[Records from a dataset]
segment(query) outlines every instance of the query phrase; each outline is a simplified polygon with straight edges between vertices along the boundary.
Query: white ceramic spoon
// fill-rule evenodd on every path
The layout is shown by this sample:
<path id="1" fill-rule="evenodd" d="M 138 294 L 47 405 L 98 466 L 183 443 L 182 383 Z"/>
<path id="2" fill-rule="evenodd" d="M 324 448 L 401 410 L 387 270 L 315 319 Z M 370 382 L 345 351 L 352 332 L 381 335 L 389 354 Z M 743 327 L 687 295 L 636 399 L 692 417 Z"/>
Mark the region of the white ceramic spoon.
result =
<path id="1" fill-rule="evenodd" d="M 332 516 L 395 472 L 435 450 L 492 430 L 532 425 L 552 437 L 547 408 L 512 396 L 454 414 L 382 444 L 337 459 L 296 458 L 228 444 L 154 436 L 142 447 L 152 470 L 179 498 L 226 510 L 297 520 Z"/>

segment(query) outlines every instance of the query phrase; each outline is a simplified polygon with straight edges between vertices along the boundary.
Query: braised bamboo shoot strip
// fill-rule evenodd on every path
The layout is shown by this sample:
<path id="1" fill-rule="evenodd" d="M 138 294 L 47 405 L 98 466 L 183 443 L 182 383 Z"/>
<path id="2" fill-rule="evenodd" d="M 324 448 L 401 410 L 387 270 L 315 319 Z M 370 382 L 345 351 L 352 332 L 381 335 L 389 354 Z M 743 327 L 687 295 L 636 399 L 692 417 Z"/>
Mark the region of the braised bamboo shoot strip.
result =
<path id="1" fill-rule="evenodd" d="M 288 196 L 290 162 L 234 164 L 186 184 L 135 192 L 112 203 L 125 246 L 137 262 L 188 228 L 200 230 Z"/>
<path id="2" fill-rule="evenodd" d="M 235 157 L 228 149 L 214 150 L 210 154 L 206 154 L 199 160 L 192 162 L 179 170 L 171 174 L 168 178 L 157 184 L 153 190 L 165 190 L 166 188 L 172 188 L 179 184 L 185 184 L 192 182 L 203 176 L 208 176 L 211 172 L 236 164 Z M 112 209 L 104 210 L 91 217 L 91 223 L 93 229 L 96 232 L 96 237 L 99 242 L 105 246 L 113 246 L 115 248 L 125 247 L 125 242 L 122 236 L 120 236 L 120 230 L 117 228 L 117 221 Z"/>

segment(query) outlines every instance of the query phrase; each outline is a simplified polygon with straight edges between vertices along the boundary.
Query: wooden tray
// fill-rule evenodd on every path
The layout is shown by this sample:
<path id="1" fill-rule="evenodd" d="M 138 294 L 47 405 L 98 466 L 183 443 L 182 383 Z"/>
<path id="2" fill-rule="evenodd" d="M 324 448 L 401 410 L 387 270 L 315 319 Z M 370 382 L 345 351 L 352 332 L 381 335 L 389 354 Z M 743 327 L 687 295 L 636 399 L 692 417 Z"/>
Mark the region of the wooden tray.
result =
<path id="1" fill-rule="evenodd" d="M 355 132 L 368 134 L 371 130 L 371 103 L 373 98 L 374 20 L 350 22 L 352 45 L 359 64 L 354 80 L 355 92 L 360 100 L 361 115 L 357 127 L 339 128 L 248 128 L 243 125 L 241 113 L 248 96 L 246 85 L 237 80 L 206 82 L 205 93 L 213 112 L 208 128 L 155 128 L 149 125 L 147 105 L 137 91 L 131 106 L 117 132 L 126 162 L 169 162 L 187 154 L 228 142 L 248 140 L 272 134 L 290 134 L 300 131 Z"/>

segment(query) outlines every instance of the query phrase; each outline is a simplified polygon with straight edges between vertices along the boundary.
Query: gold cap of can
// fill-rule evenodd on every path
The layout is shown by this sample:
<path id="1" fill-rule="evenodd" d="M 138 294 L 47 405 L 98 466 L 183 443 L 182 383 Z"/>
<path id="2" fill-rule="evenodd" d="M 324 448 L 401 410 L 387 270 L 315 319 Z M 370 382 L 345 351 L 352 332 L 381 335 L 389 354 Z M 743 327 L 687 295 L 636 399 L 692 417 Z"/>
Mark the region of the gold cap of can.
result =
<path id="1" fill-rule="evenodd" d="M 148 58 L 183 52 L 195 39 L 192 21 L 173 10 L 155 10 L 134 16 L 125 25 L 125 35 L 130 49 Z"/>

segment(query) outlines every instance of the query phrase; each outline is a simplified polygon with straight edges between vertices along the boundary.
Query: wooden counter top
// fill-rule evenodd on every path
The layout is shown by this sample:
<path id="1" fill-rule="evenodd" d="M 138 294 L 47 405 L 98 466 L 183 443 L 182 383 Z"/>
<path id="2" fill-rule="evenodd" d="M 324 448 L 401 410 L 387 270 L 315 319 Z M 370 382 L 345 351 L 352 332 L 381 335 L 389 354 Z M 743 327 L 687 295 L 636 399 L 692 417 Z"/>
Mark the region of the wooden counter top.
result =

EXERCISE PROMPT
Look above for the line containing "Mark the region of the wooden counter top.", then please write out that line and each one after it through the end, exactly, with nothing else.

RESULT
Mark the region of the wooden counter top.
result =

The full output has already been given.